* KUTIPAN DOKUMEN *
Bagikan:

JAKARTA - Sejarah kretek tak pernah bisa lepas dari sosok Nitisemito. Ia adalah bos rokok kretek paling sukses di Nusantara pada zaman Belanda. 

Kesuksesan dalam membangun kerajaan bisnisnya mengundang decak kagum Presiden Pertama RI Soekarno. Bahkan totok sekalipun rela bekerja kepada seorang bumiputra tersebut. Tak heran bila ia mendapat julukan Raja Kretek dari Kudus.

Lahir pada 1863 di Kudus, Nitisemito punya nama kecil Roesdi Bin Soelaiman. Bapaknya adalah seorang kepala desa. 

Nitisemito pun menikmati masa kecilnya yang memiliki darah biru dengan mengemban status sebagai priyayi desa. Akan tetapi, Nitisemito tidak mengenyam pendidikan formal seperti anak kepala desa lainnya.

Jiwa sebagai pembaharu sudah tertanam sejak ia berumur 17 tahun. Saat itu ia menolak untuk melanjutkan ayahnya sebagai abdi negara. Nitisemito lebih berhasrat menjadi pedagang. 

Suatu hari Nitisemito pernah mencoba peruntungannya dengan merantau ke Malang. Dengan sedikit modal dari ayahnya, ia sempet mencoba bekerja sebagai buruh jahit dan membuka rumah jahitnya sendiri. Namun bisnisnya kandat karena persaingan begitu ketat. Ia pun pulang kampung.

* CATATAN YANG DITAMPILKAN *
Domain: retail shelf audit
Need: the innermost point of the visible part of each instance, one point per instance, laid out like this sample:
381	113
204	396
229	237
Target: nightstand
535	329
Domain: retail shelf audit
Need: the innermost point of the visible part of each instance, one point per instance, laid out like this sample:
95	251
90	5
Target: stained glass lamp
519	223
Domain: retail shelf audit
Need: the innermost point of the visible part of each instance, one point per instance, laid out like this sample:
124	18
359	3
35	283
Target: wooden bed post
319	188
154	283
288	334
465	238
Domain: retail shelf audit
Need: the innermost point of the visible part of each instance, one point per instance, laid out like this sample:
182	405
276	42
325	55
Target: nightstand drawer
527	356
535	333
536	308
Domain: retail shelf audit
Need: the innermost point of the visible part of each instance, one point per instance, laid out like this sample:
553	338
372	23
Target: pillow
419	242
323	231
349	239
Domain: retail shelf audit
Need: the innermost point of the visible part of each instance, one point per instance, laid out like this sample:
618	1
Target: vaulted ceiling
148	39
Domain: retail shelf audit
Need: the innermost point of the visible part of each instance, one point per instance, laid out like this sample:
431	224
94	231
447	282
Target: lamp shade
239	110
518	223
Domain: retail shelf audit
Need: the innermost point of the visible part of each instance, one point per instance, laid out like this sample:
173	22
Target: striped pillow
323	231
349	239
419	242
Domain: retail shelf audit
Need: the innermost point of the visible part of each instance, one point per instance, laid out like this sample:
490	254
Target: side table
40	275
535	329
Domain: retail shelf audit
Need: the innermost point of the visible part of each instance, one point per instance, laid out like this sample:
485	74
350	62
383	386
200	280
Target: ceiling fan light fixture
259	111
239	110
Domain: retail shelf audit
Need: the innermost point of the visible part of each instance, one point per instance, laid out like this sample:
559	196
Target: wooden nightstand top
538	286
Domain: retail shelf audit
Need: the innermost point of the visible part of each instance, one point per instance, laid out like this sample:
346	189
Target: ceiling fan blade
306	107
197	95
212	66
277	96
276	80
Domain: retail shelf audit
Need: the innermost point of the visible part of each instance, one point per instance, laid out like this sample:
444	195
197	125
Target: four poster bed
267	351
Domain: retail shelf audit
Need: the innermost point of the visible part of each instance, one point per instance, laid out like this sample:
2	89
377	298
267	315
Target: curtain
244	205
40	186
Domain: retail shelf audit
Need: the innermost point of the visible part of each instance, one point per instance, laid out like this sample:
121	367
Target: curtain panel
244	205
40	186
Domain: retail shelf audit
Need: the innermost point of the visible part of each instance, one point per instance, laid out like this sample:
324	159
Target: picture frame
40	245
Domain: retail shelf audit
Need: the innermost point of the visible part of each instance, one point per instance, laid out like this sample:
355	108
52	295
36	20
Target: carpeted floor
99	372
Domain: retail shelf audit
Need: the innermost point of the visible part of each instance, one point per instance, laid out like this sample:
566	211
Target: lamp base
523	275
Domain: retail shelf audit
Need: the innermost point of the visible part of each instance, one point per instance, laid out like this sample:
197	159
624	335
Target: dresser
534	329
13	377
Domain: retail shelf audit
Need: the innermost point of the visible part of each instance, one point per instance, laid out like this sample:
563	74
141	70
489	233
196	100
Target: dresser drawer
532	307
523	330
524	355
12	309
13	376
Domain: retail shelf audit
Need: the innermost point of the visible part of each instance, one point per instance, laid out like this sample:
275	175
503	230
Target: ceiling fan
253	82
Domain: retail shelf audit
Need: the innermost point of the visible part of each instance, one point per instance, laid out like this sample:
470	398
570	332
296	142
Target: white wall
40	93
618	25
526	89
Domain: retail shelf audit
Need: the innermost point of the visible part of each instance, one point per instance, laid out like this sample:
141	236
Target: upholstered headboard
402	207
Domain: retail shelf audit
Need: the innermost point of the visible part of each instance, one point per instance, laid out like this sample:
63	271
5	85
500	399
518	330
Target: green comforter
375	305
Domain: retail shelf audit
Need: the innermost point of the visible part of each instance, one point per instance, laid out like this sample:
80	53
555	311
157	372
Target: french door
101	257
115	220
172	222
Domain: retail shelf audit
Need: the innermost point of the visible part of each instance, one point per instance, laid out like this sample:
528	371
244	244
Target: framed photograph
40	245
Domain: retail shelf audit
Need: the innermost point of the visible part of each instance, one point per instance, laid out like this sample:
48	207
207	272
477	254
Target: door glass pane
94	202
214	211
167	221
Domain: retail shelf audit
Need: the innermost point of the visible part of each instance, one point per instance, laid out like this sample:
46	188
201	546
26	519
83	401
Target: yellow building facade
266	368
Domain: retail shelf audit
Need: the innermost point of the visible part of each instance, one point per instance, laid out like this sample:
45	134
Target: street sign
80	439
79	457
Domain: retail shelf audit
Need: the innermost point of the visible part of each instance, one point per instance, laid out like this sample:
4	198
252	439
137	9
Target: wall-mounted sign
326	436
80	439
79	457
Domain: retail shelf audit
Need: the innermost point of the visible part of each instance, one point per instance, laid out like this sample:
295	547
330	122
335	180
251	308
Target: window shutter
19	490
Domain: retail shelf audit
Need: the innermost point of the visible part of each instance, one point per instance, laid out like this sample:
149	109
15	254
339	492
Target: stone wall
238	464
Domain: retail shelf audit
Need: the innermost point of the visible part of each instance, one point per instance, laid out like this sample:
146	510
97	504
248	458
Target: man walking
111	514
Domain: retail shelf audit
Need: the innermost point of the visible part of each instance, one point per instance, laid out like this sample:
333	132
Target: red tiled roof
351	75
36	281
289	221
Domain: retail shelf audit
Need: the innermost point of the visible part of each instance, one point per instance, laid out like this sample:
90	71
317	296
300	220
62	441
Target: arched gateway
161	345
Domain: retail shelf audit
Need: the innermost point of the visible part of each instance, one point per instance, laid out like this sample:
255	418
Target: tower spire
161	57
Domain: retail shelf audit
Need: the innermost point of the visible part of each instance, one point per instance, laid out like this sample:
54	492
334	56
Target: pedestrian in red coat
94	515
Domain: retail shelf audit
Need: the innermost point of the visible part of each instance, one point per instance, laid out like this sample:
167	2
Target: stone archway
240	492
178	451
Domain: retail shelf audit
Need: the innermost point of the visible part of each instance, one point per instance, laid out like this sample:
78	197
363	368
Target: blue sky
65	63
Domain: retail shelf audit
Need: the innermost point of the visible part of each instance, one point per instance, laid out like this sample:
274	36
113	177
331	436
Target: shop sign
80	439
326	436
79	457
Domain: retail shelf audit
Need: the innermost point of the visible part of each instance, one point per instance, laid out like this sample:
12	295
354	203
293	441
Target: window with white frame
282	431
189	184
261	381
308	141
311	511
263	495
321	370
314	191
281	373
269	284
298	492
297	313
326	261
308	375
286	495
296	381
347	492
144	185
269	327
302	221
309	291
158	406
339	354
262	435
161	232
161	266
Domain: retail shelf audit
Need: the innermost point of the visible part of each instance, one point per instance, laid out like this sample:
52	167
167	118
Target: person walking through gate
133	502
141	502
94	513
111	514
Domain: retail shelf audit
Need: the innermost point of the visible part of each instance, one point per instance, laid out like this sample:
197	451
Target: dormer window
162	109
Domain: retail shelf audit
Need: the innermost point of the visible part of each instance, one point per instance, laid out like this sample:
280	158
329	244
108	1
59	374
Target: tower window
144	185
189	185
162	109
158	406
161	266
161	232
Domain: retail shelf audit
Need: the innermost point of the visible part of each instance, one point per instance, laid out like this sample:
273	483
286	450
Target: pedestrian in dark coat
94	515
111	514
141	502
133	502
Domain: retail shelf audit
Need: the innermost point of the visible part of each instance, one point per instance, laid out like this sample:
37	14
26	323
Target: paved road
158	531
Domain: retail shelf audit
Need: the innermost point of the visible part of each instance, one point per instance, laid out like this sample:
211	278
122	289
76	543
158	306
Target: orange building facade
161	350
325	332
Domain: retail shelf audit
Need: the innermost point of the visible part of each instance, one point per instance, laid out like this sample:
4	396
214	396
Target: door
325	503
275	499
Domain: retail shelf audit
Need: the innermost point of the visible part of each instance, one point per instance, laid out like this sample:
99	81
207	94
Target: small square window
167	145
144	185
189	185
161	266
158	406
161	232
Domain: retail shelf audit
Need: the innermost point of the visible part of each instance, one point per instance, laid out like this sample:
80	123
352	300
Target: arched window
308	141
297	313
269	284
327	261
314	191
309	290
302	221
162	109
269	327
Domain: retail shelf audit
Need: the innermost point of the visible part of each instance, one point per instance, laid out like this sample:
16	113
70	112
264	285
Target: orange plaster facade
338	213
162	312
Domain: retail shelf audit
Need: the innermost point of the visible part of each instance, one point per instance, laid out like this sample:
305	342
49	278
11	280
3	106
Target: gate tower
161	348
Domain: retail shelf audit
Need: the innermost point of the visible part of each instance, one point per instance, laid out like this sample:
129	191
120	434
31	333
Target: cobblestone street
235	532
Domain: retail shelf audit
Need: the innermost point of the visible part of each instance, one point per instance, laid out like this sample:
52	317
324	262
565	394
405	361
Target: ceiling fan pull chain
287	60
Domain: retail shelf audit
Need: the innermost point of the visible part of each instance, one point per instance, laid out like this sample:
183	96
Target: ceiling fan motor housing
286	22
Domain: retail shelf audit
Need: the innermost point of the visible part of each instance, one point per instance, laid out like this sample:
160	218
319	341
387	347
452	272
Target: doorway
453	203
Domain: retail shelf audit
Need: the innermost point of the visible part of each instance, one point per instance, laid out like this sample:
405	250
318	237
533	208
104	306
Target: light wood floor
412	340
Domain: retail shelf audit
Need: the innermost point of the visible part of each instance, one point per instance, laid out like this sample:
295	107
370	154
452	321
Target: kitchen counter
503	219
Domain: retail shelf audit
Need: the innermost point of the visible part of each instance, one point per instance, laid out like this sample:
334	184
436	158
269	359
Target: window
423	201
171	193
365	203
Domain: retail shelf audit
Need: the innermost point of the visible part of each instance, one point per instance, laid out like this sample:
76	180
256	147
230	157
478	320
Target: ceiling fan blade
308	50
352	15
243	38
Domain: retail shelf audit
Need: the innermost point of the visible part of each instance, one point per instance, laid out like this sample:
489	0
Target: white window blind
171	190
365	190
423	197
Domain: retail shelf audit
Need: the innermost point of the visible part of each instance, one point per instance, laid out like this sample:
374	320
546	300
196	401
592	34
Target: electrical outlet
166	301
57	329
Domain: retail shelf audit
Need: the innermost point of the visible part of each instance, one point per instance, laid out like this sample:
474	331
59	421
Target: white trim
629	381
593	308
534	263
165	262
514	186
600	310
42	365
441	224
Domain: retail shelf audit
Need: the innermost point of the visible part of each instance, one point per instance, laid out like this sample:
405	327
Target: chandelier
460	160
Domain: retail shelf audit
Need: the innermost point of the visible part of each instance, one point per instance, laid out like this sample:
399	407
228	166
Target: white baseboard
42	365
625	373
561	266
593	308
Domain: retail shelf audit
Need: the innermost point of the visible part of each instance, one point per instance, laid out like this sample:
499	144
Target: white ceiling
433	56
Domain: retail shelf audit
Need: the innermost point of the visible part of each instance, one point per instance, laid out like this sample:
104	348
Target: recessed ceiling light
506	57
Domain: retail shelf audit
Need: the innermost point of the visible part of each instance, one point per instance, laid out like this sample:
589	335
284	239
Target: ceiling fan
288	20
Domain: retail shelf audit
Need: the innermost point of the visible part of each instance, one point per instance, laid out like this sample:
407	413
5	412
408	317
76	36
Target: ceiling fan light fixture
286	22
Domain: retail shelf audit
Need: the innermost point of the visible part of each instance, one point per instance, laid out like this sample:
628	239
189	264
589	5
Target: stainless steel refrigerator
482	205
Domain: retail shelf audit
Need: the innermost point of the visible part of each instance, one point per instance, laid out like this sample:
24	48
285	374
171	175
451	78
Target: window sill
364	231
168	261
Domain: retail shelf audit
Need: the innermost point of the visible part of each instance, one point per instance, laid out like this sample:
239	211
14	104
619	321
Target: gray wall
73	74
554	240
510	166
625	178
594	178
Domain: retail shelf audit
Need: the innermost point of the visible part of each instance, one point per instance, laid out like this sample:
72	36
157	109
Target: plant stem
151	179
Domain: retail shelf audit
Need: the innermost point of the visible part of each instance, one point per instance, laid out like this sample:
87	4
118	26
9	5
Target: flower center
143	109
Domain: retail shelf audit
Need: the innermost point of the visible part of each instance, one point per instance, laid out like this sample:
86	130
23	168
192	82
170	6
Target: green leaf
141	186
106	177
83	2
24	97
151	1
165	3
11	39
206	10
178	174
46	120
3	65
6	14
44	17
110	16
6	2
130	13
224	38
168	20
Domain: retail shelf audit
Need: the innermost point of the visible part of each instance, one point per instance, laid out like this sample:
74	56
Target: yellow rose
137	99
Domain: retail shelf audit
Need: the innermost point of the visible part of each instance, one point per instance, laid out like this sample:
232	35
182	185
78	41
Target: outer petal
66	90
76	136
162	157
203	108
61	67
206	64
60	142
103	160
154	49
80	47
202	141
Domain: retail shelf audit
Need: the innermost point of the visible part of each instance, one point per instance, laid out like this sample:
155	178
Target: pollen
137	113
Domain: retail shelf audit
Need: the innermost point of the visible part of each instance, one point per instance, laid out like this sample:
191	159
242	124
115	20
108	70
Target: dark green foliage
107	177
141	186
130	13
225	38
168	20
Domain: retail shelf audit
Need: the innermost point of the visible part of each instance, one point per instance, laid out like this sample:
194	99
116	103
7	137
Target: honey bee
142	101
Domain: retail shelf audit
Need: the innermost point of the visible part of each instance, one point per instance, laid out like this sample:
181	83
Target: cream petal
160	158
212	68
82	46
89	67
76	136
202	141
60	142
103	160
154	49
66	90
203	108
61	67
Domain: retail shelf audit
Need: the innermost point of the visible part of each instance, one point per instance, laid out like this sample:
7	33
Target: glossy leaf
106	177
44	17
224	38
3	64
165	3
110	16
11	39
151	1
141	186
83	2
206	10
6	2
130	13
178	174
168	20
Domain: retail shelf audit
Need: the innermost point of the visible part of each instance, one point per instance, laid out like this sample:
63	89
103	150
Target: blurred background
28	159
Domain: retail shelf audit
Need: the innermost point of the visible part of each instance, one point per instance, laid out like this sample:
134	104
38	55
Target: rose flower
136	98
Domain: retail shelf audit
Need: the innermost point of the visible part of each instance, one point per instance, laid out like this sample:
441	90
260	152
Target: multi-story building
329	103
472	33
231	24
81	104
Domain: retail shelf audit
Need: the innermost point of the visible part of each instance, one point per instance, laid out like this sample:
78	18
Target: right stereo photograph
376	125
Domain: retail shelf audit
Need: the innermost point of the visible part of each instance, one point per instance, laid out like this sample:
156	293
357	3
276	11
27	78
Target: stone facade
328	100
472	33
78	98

* TUJUAN A *
Terjemahkan kalimat dari teks tentang Nitisemito ini ke dalam bahasa Inggris: "Lahir pada 1863 di Kudus, Nitisemito punya nama kecil Roesdi Bin Soelaiman."
* TUJUAN B *
Hitung ada berapa baris dalam catatan yang memuat kata "coat". Tulis angkanya saja.

* JAWABAN LENGKAP A *
Born in 1863 in Kudus, Nitisemito had the childhood name Roesdi Bin Soelaiman.

* JAWABAN LENGKAP B *
2